## Work to complete
Your reply should be an exact copy of every entry, with the pictures removed.

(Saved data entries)
- - -

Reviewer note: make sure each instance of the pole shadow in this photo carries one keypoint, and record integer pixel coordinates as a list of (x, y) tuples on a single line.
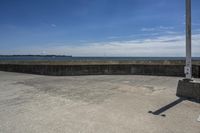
[(166, 107)]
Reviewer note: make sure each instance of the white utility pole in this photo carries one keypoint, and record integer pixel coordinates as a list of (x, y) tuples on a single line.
[(188, 67)]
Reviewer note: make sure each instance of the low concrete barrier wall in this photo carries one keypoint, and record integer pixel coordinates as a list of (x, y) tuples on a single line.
[(162, 68)]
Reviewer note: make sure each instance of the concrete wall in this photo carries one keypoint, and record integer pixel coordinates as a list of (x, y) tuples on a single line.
[(86, 68)]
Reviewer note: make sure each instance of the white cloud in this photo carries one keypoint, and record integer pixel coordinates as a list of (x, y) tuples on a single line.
[(160, 46), (53, 25), (166, 45), (160, 28)]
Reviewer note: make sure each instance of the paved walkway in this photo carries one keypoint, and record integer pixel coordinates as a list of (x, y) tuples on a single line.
[(94, 104)]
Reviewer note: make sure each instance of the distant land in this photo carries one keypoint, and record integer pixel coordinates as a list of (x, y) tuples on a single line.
[(76, 58)]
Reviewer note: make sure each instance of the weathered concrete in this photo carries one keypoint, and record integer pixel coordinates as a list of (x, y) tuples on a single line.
[(87, 104), (60, 68), (189, 89)]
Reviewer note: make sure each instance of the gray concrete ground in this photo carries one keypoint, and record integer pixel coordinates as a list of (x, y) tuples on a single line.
[(92, 104)]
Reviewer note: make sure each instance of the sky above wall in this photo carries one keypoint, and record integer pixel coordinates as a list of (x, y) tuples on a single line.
[(97, 27)]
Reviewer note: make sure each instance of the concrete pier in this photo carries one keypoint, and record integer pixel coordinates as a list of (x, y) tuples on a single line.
[(94, 104)]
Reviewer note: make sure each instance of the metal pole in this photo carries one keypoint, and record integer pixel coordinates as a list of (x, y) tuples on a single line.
[(188, 67)]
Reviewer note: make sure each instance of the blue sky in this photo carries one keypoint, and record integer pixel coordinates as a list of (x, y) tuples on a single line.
[(97, 27)]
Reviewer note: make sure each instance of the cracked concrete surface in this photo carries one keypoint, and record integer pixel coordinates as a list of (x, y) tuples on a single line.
[(92, 104)]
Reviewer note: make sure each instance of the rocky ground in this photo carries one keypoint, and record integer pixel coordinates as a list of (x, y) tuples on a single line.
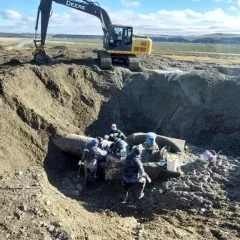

- - -

## Exercise solution
Reviewer note: make sure each instance of the pole shadow in this photo carries one keypoint, and record integer pixel coordinates as a list of (x, y) tuples on a single line.
[(166, 107)]
Reviewer note: make sure each instance of the white utility pole in this photo carries one keypoint, and record integer pixel coordinates as a list of (x, y) tuples on a single line.
[(188, 67)]
Reviewer note: make sure each instance of the low concrete barrier wall in this photo carries one keypoint, and record integer pixel coordinates as a list of (x, y) tuples on a single line.
[(162, 68)]
Reviewer note: make sure each instance of the concrete wall in this photo carries one keypoint, and record integer pixel coordinates as a list of (x, y) tuples on a single line.
[(86, 68)]
Reviewer note: make sure each instance of the white cloud in this photo carries one keypoint, and record integer pixel coordinates as a list of (x, y) tuples on a single line.
[(160, 46), (53, 25), (166, 45), (160, 28)]
Reviewer note: make sure each instance of the paved walkway in this photo carries one keypoint, and record integer pixel coordinates as a list of (x, y) tuples on a single line.
[(94, 104)]
Reviewer note: make sure each instance of the distant land in this photo carries one keypoint, and record integer pixel coordinates as a list of (x, y) tuples on a single line.
[(76, 58)]
Reviewer note: make sure each instance of the weathered concrete in this photo carries one keypoint, and record integer pixel coordinates as a list of (x, y) tuples on a single line.
[(87, 104), (60, 68), (189, 89)]
Reviewer note: make sure each instance of the gray concrete ground in this photo carries one keypoint, and record integer pixel coordinates as a list of (x, y) tuples on a single line.
[(92, 104)]
Reviewer note: make sure each instance of the sky above wall in this photo carries one keypoint, and record integer pixel coordinates as a list of (x, y) tuples on a single line.
[(97, 27)]
Reviewer note: make sure each instance of the concrete pier in this photo carries one keypoint, and record integer pixel coordinates as a list of (x, y) tuples on a single line.
[(94, 104)]
Reviewer note: make sure each instance of the metal pole in this photo carries one keypoint, and record integer pixel coordinates as a list of (x, y) tuples on a single line.
[(188, 67)]
Reviewer note: make sure each instance of the blue sky in this photo carries one keypoint, and record integer pixel coordinates as a list of (x, y) tuples on a single line.
[(97, 27)]
Reviewer note: make sure each instance of the cracked concrete surface in this photo carries one keypoint, and record integer pixel coordinates as a list of (x, y) tuples on a single line.
[(92, 104)]
Reviewer note: make sure each instance of the rocky ground in this photo carries one keypoint, and record integer pixel coordinates as a list of (x, y) tuples on a single line.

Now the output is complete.